**THE DATA:**
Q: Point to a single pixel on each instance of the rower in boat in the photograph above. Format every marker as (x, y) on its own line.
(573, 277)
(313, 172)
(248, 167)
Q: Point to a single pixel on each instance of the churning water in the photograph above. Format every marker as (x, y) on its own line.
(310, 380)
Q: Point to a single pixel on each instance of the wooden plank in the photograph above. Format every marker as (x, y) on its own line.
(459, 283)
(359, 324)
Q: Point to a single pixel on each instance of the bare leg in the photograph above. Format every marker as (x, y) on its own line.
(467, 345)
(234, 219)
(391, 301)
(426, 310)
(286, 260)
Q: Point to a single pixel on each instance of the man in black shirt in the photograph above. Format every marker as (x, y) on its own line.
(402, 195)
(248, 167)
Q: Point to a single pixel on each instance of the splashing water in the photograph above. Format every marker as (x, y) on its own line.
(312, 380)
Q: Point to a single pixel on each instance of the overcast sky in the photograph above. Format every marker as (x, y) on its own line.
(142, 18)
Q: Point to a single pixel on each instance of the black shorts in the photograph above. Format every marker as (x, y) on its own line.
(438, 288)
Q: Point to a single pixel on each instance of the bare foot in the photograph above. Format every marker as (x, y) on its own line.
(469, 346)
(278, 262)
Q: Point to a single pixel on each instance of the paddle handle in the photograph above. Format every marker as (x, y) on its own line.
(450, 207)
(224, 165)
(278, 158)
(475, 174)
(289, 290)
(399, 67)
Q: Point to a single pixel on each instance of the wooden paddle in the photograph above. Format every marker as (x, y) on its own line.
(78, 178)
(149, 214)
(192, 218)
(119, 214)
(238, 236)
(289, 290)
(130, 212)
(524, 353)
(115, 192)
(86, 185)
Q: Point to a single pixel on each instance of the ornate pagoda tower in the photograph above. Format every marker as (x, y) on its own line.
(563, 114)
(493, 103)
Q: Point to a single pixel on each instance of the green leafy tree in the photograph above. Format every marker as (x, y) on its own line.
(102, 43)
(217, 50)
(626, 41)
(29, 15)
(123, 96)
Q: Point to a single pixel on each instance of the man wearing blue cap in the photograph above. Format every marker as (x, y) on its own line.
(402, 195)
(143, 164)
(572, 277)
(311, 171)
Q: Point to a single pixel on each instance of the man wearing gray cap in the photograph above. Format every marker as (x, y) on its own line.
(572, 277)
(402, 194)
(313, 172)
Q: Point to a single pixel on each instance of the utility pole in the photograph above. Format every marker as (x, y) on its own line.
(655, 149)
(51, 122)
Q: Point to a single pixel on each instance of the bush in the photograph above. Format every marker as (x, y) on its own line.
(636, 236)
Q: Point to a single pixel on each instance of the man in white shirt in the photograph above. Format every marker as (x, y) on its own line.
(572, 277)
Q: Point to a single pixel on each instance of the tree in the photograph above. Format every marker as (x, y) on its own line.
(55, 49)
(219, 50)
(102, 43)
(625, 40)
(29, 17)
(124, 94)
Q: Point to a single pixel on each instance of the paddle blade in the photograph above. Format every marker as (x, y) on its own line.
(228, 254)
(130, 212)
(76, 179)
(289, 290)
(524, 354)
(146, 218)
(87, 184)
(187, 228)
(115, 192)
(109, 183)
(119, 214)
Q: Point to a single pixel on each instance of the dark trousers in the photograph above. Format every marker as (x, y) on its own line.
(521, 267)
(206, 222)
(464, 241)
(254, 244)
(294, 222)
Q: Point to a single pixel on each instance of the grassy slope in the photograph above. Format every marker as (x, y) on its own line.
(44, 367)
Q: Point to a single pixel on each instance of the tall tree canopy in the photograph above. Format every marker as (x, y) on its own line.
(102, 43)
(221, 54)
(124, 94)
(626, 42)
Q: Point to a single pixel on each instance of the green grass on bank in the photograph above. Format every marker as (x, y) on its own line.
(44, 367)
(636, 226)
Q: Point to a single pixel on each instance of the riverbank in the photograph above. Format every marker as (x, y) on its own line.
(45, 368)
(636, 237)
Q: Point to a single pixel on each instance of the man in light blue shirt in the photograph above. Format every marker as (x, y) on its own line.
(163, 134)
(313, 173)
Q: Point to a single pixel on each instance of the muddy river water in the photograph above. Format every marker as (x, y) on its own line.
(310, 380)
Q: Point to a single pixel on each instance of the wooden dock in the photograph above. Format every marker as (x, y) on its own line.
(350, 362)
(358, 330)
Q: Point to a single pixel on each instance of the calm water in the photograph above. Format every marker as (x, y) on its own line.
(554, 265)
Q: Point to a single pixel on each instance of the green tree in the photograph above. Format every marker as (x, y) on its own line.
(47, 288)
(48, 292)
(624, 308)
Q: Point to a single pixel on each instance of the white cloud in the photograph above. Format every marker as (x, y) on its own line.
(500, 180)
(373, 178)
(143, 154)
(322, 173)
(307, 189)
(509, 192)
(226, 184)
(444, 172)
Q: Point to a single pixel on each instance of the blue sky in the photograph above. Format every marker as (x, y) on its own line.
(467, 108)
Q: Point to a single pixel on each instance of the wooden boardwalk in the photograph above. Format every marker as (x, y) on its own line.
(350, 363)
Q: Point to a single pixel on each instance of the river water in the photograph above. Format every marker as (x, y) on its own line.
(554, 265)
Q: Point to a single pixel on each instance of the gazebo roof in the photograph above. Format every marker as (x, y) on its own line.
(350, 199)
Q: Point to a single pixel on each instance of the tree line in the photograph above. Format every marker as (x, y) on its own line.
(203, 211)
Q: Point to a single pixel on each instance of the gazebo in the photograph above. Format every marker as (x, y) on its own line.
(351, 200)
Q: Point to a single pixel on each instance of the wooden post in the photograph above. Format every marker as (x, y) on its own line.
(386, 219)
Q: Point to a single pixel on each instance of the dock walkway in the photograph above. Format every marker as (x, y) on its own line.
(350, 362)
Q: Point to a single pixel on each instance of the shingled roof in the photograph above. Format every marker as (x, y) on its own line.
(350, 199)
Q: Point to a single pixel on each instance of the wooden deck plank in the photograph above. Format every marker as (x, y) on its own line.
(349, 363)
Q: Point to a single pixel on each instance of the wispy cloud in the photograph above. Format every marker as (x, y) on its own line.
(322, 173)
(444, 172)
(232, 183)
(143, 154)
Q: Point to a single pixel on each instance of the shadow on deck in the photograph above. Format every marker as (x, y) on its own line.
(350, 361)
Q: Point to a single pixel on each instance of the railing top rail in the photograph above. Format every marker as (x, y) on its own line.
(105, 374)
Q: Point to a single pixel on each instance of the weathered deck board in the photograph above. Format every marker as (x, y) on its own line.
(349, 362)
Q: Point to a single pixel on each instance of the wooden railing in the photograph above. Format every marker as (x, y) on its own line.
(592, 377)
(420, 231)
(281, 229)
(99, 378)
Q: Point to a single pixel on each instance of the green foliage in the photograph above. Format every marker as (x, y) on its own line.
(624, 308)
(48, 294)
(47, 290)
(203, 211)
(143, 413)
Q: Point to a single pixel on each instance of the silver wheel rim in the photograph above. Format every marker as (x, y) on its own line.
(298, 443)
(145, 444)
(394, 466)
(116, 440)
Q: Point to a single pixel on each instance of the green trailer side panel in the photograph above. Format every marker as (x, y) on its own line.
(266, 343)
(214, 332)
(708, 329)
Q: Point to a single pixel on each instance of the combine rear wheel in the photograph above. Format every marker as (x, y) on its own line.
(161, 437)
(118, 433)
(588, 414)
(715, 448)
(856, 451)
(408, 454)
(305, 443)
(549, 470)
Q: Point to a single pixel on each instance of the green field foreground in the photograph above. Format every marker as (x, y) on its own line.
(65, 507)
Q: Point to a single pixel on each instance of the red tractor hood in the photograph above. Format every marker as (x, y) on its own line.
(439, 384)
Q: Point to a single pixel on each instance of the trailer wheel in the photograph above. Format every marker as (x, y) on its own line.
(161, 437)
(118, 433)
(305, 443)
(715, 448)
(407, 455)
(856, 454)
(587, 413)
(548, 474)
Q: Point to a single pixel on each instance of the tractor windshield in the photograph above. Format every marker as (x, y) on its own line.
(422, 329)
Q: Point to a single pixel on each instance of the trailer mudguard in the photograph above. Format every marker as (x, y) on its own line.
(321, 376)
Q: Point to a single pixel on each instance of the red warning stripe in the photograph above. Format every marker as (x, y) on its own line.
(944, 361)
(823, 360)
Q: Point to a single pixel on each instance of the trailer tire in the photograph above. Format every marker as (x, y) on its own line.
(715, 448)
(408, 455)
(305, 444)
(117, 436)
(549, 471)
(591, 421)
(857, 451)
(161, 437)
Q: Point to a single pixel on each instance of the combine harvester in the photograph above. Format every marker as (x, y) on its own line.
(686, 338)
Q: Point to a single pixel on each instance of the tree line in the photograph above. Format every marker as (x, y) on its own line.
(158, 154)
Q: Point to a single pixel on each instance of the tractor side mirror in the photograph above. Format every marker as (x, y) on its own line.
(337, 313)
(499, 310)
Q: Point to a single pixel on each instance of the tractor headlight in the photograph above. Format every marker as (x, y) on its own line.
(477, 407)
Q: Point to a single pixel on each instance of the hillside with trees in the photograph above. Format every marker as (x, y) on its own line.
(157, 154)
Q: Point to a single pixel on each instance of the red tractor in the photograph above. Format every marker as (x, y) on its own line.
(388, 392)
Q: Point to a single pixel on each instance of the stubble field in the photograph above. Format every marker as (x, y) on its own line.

...

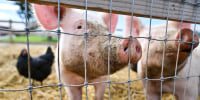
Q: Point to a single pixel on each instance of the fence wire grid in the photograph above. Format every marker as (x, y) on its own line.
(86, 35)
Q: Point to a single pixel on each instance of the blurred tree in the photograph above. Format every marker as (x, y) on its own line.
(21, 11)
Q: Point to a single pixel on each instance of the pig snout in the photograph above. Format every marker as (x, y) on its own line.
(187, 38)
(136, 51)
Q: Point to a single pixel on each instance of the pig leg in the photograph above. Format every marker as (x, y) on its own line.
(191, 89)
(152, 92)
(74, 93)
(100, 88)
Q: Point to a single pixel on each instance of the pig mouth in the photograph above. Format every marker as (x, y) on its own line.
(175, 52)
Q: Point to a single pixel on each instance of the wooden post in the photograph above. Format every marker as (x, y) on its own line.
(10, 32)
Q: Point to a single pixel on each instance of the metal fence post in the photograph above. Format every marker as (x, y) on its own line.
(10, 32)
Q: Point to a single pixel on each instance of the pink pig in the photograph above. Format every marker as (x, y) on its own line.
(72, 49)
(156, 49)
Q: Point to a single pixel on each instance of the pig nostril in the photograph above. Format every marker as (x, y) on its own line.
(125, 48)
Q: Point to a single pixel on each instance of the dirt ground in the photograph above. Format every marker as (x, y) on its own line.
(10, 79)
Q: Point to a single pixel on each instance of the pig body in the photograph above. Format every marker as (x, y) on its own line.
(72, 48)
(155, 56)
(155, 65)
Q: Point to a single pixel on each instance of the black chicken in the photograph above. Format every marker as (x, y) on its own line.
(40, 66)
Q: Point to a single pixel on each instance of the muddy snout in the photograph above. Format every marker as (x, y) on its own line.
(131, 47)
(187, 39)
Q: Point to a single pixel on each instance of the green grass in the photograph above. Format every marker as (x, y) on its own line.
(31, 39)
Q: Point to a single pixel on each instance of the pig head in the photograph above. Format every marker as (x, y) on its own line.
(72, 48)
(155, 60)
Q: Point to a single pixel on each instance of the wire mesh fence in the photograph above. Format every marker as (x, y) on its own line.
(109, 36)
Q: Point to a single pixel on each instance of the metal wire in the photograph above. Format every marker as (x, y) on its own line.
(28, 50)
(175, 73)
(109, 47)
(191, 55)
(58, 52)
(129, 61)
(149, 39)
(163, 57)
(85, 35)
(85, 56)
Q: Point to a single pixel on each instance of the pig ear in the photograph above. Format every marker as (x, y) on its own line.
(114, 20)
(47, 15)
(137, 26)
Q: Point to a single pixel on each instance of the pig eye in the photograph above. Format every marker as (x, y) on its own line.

==

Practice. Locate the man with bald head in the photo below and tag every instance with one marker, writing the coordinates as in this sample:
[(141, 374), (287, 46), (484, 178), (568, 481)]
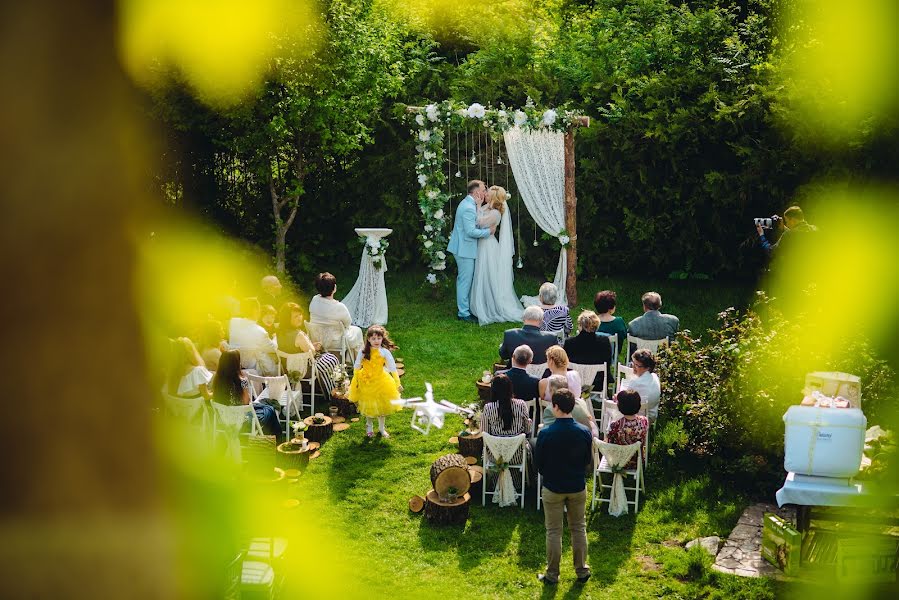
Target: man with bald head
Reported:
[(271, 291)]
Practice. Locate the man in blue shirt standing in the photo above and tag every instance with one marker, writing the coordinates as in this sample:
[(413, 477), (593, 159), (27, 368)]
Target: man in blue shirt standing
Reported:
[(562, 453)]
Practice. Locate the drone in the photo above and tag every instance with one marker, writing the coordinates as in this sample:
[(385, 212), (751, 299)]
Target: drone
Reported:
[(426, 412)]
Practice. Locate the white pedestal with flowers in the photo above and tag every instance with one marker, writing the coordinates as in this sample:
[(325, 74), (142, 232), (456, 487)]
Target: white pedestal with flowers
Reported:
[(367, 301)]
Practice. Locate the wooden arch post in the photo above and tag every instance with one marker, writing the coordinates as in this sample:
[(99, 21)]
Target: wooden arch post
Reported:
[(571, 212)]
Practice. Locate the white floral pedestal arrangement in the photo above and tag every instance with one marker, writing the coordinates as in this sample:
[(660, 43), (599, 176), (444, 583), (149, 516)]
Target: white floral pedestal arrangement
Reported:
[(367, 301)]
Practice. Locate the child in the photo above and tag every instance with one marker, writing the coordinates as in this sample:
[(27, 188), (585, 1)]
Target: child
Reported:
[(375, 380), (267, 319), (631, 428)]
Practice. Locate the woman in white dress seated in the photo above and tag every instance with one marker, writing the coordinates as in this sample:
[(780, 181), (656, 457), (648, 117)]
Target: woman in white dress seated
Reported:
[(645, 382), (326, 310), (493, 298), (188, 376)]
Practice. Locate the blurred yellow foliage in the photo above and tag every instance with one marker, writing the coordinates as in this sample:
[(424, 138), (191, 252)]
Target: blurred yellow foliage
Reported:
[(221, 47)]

**PROBLEM:** If a line in the records contains the word "floral", copy it out.

**ANSWER SECTION:**
Practice. Locate the white floral pedestal arrangement in the photo above and tag every instance with one marker, writing the coordinates as in this sample:
Target: white floral pedestal arrangement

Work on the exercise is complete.